### Problem to work on
Copy out only the span from the line with "of the coastline." to the end of the data, both ends kept, word for word.
-- start Given entries --
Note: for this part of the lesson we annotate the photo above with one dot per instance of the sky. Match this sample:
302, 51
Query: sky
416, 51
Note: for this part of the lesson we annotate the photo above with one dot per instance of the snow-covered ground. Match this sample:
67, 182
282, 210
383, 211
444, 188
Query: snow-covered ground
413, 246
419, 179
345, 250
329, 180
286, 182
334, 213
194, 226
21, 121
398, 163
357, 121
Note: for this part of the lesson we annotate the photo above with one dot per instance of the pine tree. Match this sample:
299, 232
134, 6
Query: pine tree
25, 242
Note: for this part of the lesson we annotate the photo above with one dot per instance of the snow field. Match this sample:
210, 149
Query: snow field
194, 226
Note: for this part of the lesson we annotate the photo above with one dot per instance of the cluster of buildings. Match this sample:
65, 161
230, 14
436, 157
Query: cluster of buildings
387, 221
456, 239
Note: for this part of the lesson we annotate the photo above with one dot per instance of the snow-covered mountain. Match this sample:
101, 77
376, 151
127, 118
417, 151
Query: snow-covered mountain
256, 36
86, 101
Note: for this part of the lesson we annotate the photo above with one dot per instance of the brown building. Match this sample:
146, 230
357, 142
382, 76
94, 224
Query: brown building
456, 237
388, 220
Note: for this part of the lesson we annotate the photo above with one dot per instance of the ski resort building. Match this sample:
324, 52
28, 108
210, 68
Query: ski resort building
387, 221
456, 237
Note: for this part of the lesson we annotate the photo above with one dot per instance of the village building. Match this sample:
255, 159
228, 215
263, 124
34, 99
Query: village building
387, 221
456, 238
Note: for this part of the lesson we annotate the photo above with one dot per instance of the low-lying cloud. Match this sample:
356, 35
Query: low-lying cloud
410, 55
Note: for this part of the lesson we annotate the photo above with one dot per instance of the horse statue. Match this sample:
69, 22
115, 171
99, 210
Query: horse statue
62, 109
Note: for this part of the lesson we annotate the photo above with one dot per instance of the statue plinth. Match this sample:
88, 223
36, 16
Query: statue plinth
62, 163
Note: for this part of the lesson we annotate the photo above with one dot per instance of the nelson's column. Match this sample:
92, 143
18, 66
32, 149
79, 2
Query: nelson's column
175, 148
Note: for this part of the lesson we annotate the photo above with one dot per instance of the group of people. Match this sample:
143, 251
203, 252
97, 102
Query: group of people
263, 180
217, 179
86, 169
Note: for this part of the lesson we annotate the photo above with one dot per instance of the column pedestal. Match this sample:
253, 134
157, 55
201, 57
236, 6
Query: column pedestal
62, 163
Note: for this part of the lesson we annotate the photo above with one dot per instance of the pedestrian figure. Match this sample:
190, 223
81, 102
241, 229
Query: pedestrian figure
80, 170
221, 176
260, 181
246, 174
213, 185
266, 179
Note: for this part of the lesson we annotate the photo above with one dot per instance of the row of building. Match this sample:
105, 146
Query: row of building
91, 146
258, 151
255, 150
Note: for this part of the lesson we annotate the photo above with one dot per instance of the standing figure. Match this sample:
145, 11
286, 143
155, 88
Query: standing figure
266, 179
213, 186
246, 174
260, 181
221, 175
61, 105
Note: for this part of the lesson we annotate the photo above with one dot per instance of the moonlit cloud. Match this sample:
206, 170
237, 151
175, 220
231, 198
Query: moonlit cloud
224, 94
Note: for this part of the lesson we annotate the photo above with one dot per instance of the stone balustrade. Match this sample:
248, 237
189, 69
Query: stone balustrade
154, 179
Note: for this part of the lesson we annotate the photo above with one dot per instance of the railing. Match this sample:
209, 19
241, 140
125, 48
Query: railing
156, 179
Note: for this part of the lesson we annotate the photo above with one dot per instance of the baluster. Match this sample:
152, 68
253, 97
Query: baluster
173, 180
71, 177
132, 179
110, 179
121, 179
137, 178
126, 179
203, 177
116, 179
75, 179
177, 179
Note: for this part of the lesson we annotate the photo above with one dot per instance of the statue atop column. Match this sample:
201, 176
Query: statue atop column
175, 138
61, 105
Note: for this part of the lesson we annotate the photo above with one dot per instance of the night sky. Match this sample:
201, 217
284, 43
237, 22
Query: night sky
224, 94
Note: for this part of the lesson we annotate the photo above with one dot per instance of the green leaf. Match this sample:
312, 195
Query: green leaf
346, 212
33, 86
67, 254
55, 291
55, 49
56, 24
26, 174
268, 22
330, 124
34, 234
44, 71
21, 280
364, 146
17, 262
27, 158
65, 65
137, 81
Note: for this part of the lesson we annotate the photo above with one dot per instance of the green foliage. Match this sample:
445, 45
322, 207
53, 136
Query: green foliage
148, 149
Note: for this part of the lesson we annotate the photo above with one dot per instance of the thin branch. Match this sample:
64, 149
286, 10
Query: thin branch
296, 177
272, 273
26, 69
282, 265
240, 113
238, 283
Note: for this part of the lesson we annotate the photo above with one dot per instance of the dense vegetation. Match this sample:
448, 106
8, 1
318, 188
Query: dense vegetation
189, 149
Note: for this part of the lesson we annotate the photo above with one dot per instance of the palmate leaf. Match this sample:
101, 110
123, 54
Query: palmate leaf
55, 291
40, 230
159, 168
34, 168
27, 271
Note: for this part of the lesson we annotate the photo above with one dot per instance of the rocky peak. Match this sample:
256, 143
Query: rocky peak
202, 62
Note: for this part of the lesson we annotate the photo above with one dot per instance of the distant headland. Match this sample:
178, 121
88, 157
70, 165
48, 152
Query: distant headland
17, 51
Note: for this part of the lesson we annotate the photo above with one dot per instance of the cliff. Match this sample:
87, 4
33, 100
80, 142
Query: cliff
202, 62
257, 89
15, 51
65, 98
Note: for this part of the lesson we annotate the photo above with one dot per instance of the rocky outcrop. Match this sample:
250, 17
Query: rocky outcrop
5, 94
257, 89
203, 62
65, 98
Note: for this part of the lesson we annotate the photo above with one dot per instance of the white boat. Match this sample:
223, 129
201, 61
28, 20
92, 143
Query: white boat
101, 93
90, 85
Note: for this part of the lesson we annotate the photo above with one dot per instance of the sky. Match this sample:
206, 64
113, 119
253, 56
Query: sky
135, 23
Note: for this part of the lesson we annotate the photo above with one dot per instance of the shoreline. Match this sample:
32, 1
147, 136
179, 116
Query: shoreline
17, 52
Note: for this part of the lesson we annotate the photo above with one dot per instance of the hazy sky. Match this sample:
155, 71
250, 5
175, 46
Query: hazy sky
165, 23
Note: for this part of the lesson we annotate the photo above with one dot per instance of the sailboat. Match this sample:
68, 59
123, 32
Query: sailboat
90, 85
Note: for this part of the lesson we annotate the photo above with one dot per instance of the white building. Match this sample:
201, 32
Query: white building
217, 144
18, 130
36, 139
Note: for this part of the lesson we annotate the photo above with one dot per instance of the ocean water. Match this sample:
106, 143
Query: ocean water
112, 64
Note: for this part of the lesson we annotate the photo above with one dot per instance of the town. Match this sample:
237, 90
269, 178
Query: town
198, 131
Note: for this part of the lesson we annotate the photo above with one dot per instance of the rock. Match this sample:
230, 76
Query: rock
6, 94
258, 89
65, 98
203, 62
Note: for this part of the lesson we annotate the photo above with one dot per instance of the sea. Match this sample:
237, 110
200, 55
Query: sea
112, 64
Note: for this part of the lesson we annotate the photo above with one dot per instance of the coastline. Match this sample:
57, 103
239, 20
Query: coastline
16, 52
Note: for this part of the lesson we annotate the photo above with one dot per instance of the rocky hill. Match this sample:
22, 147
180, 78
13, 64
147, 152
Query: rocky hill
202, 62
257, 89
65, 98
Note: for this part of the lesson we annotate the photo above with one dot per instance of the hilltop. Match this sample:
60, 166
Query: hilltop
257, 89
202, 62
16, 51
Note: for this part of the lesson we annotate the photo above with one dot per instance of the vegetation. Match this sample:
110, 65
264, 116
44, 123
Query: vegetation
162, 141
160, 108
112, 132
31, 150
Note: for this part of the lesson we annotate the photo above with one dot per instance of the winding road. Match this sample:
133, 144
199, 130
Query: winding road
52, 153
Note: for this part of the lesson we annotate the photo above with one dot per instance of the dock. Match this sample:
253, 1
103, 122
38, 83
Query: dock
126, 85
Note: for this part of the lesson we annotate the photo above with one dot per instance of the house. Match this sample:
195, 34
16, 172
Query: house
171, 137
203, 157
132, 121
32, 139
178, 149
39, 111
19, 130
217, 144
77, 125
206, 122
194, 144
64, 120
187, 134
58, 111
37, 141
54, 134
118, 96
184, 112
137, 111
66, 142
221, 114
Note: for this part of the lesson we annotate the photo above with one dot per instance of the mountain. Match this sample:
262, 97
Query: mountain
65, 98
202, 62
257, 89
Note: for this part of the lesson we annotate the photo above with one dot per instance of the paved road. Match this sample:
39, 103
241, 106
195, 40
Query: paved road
-- end Given entries --
### Exercise output
Note: for this part of the lesson we annotate the photo above with one dot per instance of the coastline. Match this sample:
57, 103
239, 20
Query: coastline
16, 52
Note: for this part of the lesson we annotate the photo above with one dot per instance of the rocky hill. Match this sample:
22, 147
180, 78
13, 64
147, 152
Query: rocky hill
202, 62
257, 89
65, 98
Note: for this part of the lesson we annotate the photo above with one dot per instance of the hilltop. Match this sample:
60, 166
Query: hilltop
257, 89
202, 62
16, 51
Note: for this part of the lesson we annotate the photo above with one dot per instance of the vegetation. Match this sample:
110, 65
264, 116
44, 123
Query: vegetation
162, 141
160, 108
112, 132
31, 150
Note: for this part of the lesson we annotate the photo above with one dot per instance of the winding road. Match this sample:
133, 144
199, 130
Query: winding road
52, 153
Note: for this part of the lesson we annotate the photo above with one dot per instance of the dock. Match this sample:
253, 1
103, 122
38, 83
Query: dock
126, 85
Note: for this part of the lesson we annotate the photo above with one dot per instance of the house. Match this sample:
195, 34
16, 172
Query: house
171, 137
203, 157
132, 121
32, 139
178, 149
39, 111
19, 130
217, 144
77, 125
206, 122
194, 144
64, 120
187, 134
58, 111
37, 141
54, 134
118, 96
184, 112
137, 111
66, 142
221, 114
Note: for this part of the lesson we annotate the photo above with one dot per instance of the mountain. Match this sample:
262, 97
Query: mountain
65, 98
202, 62
257, 89
Note: for this part of the lesson we annotate the photo above with one dot per instance of the paved road. Match this sample:
39, 103
241, 106
195, 40
Query: paved road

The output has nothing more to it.